====== Selection ======

- Rodolfo Vasconcelos
SCS 3547 – Intelligent Agents & Reinforcement Learning
UNIVERSITY OF TORONTO - SCHOOL OF CONTINUING STUDIES
Instructor: Larry Simon
Implementation of the algorithm given on Chapter 5.4, page 101 of Sutton & Barton's book "Reinforcement Learning: An Intruduction", which is the On-policy first-visit Mont Carlo control (for epsilon-soft policies).
This algorithm to find an approximation of the optimal policy for the gridworld on page 76 and 77 of the book above.
This notebook prints as output a table of the estimated q function Q(s,a) for the optimal policy and the optimal policy itself.
Note: this code was based on the Lazy Programmer's code.
The notebook can be found in the repor at monte_carlo_on_policy_first_visit_no_es_epsilon_soft_policies.ipynb or in Google Colab at https://colab.research.google.com/drive/1yJwMgv3XSZ6mLcZ1W7JAxLRZVBjHOXea?usp=sharing
This Monte Carlo algorithm produces n episodes starting from random points of the grid, and let the agent move to the four directions according to the epsilon-soft policy until a termination state is achieved.
For each episode we save the 4 values: (1) the initial state, (2) the action taken, (3) the reward received and (4) the final state.

======

**Parts of the exercise:**
**a.** Rewrite the paragraph starting "This Monte Carlo algorithm produces n episodes" from the Monte Carlo notebook description as a short bulleted list, keeping its main facts.
**b.** In one to three sentences, explain the purpose the Monte Carlo notebook description gives for implementing the on-policy first-visit Monte Carlo control algorithm.
**c.** Continue the Monte Carlo notebook description from where it stops.

====== Dataset rows ======

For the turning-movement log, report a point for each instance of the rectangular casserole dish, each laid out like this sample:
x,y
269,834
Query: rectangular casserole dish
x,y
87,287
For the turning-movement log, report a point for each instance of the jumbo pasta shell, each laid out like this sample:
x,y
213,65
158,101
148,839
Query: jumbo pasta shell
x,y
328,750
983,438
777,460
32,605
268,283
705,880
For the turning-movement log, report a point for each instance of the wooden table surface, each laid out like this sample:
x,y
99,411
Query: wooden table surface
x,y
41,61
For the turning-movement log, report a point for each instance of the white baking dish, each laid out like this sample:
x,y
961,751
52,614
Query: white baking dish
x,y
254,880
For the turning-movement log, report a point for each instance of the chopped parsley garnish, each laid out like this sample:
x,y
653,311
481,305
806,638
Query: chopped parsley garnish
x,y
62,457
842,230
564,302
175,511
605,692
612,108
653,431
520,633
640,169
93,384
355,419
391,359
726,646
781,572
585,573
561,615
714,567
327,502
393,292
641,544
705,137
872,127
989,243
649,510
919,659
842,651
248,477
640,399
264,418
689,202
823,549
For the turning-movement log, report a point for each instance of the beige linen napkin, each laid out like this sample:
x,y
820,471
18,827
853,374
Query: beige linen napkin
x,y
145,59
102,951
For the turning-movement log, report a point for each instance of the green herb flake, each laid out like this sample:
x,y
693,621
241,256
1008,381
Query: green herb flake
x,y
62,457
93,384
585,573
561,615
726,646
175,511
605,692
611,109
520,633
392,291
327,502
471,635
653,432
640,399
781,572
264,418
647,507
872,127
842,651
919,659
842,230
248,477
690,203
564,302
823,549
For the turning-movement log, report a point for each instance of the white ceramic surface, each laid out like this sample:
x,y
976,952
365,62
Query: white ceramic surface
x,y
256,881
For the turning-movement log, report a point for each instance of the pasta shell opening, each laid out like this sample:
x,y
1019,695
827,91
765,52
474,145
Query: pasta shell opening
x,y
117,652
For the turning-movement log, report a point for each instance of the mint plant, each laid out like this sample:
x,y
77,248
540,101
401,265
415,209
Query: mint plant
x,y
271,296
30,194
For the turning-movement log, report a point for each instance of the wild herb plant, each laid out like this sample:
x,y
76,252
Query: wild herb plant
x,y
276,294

======

**Solved problems:**
**a.**
- The algorithm generates n episodes, each starting from a random point on the grid.
- The agent moves in the four directions according to the epsilon-soft policy.
- Each episode continues until a termination state is reached.

**b.** The algorithm is used to find an approximation of the optimal policy for the gridworld on pages 76 and 77 of Sutton & Barton's book. The notebook then outputs a table of the estimated q function Q(s,a) for that policy, along with the optimal policy itself.

**c.**
In the end, a episode is just an array containing x arrays of these values, x being the number of steps the agent had to take until reaching a terminal state.
From these episodes, we iterate from the end of the “experience” array, and compute G as the previous state value in the same experience (weighed by gamma, the discount factor) plus the received reward in that state.
For each pair St,At that is not in the experience array:
- append G in an array of Returns(St,At)
- compute the Q(St,At) as the average of the Returns(St,At)
- get the action for the max Q(St,At)
- update the pi(a|St)
pi(a|St) contais the probalities an action can be chosen for a given state.Changing the epsilon we can change the probability the agent will be able to explore other actions insteady of choosing the best action.
Changing Epsilon you can change the probability the agent will try other actions insteady the best one.
After 5000 episodes with Gamma 0.6 and Epsilon 0.3.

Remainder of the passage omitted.